Point labeling examples:
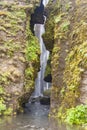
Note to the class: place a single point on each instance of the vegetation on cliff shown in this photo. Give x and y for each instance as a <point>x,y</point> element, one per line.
<point>19,55</point>
<point>69,58</point>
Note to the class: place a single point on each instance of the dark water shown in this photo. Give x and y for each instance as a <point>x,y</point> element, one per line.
<point>34,118</point>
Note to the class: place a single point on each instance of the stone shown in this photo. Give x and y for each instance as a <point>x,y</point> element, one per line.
<point>45,100</point>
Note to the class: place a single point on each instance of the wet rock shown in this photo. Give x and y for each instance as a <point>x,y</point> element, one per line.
<point>45,100</point>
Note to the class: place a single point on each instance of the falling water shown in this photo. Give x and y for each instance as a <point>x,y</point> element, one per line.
<point>40,84</point>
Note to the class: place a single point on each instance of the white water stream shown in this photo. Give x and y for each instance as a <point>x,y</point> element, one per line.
<point>40,84</point>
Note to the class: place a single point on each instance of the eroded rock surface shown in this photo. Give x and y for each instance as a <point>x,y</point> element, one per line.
<point>17,68</point>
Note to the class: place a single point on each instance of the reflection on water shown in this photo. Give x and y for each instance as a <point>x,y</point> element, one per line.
<point>34,118</point>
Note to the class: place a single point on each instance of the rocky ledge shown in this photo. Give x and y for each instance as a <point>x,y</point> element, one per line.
<point>18,61</point>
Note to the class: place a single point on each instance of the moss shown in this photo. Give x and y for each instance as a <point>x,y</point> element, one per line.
<point>69,48</point>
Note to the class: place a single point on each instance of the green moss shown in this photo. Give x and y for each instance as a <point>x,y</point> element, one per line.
<point>77,115</point>
<point>8,112</point>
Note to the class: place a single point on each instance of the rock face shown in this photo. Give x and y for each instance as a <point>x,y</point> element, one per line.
<point>18,68</point>
<point>66,39</point>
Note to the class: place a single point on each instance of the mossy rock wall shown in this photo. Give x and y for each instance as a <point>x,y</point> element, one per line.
<point>69,55</point>
<point>19,55</point>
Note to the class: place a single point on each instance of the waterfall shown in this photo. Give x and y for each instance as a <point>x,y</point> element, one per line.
<point>40,84</point>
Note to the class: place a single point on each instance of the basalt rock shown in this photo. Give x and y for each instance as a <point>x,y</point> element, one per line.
<point>17,72</point>
<point>68,40</point>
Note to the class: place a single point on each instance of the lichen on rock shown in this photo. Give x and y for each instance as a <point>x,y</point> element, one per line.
<point>69,55</point>
<point>15,68</point>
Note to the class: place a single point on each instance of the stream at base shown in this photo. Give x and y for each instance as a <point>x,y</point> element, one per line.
<point>34,118</point>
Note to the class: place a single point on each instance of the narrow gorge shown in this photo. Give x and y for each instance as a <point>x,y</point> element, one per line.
<point>43,64</point>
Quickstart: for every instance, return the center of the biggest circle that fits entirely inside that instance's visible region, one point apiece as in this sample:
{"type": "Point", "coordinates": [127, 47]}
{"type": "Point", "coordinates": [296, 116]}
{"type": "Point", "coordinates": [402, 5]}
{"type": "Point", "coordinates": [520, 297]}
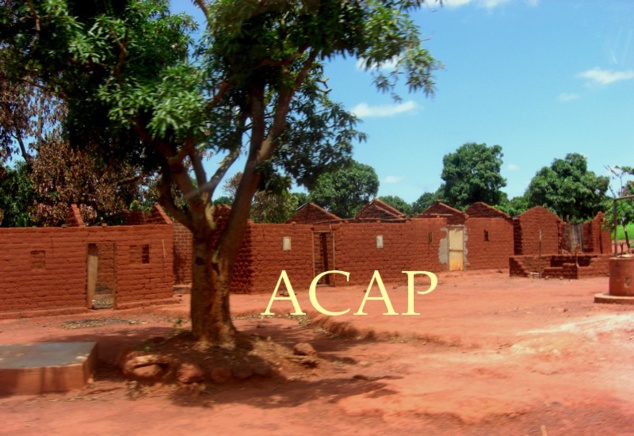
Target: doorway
{"type": "Point", "coordinates": [324, 255]}
{"type": "Point", "coordinates": [101, 275]}
{"type": "Point", "coordinates": [456, 248]}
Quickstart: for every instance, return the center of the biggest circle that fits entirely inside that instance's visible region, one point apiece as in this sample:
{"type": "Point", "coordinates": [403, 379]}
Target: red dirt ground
{"type": "Point", "coordinates": [488, 354]}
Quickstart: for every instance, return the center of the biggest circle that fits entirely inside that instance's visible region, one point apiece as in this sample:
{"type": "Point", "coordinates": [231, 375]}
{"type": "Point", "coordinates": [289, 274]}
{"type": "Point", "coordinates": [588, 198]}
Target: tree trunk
{"type": "Point", "coordinates": [210, 312]}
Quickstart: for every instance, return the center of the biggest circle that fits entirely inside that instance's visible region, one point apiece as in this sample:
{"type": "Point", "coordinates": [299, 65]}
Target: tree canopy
{"type": "Point", "coordinates": [347, 190]}
{"type": "Point", "coordinates": [139, 87]}
{"type": "Point", "coordinates": [568, 188]}
{"type": "Point", "coordinates": [423, 202]}
{"type": "Point", "coordinates": [471, 174]}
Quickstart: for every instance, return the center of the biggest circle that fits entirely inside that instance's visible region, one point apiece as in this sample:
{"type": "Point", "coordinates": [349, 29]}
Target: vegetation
{"type": "Point", "coordinates": [398, 203]}
{"type": "Point", "coordinates": [568, 189]}
{"type": "Point", "coordinates": [347, 190]}
{"type": "Point", "coordinates": [137, 88]}
{"type": "Point", "coordinates": [471, 174]}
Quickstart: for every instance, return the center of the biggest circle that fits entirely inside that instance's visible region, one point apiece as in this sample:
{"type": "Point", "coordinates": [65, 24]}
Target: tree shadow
{"type": "Point", "coordinates": [294, 380]}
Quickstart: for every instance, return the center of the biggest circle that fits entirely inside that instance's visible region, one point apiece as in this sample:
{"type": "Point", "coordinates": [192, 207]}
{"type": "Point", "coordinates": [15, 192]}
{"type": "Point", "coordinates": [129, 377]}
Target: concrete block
{"type": "Point", "coordinates": [32, 369]}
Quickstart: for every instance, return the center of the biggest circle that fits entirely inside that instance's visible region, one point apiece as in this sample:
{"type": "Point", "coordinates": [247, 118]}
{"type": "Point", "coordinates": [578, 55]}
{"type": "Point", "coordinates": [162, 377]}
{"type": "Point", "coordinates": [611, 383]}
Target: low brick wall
{"type": "Point", "coordinates": [44, 270]}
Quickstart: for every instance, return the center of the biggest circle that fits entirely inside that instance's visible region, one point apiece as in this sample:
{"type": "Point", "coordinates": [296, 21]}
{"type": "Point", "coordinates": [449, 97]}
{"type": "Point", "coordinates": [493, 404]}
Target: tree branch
{"type": "Point", "coordinates": [281, 111]}
{"type": "Point", "coordinates": [224, 87]}
{"type": "Point", "coordinates": [167, 200]}
{"type": "Point", "coordinates": [203, 7]}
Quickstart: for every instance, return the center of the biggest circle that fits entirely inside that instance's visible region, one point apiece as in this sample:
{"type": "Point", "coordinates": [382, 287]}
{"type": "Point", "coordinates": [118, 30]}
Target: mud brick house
{"type": "Point", "coordinates": [74, 268]}
{"type": "Point", "coordinates": [379, 210]}
{"type": "Point", "coordinates": [379, 238]}
{"type": "Point", "coordinates": [545, 246]}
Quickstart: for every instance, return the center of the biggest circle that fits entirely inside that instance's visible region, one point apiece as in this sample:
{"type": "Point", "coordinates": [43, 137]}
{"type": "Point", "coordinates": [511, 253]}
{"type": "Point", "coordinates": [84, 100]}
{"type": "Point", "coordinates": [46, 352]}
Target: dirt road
{"type": "Point", "coordinates": [486, 354]}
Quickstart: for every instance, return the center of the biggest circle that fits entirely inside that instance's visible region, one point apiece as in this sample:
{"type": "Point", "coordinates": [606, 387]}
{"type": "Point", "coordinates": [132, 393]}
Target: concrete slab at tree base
{"type": "Point", "coordinates": [31, 369]}
{"type": "Point", "coordinates": [613, 299]}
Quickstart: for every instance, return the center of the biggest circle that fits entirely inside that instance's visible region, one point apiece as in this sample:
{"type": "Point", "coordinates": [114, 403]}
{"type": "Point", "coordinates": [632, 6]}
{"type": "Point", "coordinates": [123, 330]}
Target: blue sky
{"type": "Point", "coordinates": [540, 78]}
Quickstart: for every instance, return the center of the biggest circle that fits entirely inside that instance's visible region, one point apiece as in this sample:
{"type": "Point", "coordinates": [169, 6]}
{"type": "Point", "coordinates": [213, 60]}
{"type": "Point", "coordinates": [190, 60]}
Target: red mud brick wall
{"type": "Point", "coordinates": [408, 246]}
{"type": "Point", "coordinates": [262, 258]}
{"type": "Point", "coordinates": [45, 269]}
{"type": "Point", "coordinates": [311, 213]}
{"type": "Point", "coordinates": [491, 253]}
{"type": "Point", "coordinates": [182, 267]}
{"type": "Point", "coordinates": [526, 231]}
{"type": "Point", "coordinates": [141, 279]}
{"type": "Point", "coordinates": [42, 268]}
{"type": "Point", "coordinates": [596, 235]}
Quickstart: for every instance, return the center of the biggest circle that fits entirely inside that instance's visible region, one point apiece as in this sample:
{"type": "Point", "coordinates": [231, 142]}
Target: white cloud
{"type": "Point", "coordinates": [600, 76]}
{"type": "Point", "coordinates": [455, 3]}
{"type": "Point", "coordinates": [392, 179]}
{"type": "Point", "coordinates": [363, 110]}
{"type": "Point", "coordinates": [488, 4]}
{"type": "Point", "coordinates": [565, 96]}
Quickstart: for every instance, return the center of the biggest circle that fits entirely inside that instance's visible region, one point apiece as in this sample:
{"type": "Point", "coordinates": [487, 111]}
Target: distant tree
{"type": "Point", "coordinates": [345, 191]}
{"type": "Point", "coordinates": [62, 175]}
{"type": "Point", "coordinates": [302, 198]}
{"type": "Point", "coordinates": [225, 199]}
{"type": "Point", "coordinates": [254, 86]}
{"type": "Point", "coordinates": [624, 208]}
{"type": "Point", "coordinates": [568, 189]}
{"type": "Point", "coordinates": [398, 203]}
{"type": "Point", "coordinates": [17, 196]}
{"type": "Point", "coordinates": [31, 118]}
{"type": "Point", "coordinates": [515, 206]}
{"type": "Point", "coordinates": [471, 174]}
{"type": "Point", "coordinates": [423, 202]}
{"type": "Point", "coordinates": [268, 206]}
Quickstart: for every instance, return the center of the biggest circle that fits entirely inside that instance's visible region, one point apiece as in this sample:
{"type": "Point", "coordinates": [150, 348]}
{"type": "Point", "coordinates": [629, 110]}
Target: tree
{"type": "Point", "coordinates": [62, 175]}
{"type": "Point", "coordinates": [471, 174]}
{"type": "Point", "coordinates": [623, 209]}
{"type": "Point", "coordinates": [424, 201]}
{"type": "Point", "coordinates": [31, 117]}
{"type": "Point", "coordinates": [515, 206]}
{"type": "Point", "coordinates": [398, 203]}
{"type": "Point", "coordinates": [137, 87]}
{"type": "Point", "coordinates": [267, 206]}
{"type": "Point", "coordinates": [568, 189]}
{"type": "Point", "coordinates": [347, 190]}
{"type": "Point", "coordinates": [16, 196]}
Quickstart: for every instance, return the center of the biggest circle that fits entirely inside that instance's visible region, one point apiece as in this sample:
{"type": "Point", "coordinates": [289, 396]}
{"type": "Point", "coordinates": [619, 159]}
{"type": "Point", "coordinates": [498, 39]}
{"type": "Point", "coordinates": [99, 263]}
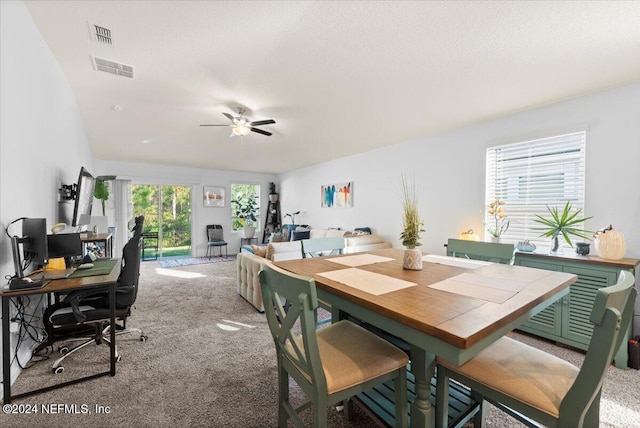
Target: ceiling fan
{"type": "Point", "coordinates": [241, 126]}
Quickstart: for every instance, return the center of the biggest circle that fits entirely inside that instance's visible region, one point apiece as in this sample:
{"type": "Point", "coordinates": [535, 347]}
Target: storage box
{"type": "Point", "coordinates": [634, 353]}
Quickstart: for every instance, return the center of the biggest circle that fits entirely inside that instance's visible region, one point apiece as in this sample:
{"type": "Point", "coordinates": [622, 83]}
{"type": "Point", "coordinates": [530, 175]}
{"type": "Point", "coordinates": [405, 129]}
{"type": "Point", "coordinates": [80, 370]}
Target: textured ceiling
{"type": "Point", "coordinates": [338, 78]}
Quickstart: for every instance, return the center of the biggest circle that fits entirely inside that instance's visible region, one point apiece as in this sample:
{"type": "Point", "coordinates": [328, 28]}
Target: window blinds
{"type": "Point", "coordinates": [530, 175]}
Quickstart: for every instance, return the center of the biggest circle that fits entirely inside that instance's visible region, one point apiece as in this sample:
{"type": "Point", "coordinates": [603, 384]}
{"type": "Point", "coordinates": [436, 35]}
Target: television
{"type": "Point", "coordinates": [84, 198]}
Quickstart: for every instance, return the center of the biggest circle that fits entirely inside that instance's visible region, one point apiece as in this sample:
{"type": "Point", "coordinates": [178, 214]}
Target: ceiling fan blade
{"type": "Point", "coordinates": [260, 131]}
{"type": "Point", "coordinates": [263, 122]}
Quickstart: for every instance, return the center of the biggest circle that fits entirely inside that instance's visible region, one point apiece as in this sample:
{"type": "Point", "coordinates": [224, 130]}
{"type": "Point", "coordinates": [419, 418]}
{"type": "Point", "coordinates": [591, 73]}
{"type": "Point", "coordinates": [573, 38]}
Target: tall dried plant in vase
{"type": "Point", "coordinates": [411, 225]}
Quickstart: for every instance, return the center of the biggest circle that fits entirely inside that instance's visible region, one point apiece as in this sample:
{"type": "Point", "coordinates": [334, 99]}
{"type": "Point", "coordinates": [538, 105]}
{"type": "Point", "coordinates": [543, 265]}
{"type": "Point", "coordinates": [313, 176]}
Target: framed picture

* **SET EXERCISE**:
Identify and copy every line in the rows above that contains the word "dirt". Case counts.

* **COMPLETED EXERCISE**:
Target: red dirt ground
Target: dirt road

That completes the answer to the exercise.